> **MATERIAL FOR THIS TASK**:
══════════

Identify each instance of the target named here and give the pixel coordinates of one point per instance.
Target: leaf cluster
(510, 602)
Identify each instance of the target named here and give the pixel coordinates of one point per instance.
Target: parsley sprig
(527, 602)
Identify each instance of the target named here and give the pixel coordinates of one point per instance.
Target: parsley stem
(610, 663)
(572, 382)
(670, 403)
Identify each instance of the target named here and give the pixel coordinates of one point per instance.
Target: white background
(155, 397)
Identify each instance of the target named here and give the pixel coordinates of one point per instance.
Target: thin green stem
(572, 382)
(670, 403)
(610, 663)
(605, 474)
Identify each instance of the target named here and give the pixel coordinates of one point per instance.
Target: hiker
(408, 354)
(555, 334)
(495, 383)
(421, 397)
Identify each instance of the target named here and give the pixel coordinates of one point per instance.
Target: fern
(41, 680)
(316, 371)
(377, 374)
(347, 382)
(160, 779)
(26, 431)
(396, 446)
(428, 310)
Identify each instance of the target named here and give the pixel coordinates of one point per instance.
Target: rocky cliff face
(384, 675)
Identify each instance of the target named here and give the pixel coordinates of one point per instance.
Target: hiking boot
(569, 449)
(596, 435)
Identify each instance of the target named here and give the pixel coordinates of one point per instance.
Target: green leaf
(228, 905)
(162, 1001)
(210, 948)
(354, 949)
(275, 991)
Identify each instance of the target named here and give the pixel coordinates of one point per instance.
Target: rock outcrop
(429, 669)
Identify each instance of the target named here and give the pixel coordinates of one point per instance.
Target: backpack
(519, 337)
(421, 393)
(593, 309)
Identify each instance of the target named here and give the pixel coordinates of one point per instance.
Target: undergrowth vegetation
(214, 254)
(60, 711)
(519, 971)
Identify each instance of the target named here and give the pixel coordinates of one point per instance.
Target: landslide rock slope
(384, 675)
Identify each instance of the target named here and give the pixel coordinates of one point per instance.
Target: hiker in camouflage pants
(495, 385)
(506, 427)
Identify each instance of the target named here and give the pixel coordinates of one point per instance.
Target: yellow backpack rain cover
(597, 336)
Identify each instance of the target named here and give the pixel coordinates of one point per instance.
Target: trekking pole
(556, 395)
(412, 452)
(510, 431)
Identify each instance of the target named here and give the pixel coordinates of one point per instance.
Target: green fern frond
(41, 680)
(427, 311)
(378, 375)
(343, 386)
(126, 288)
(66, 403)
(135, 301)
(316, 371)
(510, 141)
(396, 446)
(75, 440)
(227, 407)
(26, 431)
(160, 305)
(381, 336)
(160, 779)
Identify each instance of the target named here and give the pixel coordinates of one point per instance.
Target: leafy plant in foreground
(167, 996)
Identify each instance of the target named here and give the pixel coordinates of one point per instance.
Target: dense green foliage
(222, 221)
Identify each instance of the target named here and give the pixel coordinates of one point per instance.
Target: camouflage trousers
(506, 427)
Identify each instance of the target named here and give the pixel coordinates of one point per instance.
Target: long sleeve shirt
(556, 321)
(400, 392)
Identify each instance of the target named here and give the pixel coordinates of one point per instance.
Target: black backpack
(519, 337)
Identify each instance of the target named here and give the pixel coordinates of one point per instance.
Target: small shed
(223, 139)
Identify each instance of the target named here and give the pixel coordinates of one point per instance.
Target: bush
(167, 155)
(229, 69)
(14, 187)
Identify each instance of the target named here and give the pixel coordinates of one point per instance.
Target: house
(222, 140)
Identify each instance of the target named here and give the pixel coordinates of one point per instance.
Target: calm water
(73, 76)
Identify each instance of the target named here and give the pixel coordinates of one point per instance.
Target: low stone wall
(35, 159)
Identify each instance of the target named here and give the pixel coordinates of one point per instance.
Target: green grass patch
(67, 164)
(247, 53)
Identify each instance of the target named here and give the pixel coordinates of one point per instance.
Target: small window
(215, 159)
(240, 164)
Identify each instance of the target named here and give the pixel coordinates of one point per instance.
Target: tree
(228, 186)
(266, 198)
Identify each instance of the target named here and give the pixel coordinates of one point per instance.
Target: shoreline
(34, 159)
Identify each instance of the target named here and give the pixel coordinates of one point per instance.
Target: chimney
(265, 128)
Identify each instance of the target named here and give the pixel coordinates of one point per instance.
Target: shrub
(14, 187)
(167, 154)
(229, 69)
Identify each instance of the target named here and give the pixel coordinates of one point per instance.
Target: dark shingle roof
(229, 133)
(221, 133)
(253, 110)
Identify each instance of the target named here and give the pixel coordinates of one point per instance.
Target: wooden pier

══════════

Could you gather every line above that contains the string "parsley" and copy each one out in full? Case counts.

> **THE REPLY**:
Target: parsley sprig
Target: parsley stem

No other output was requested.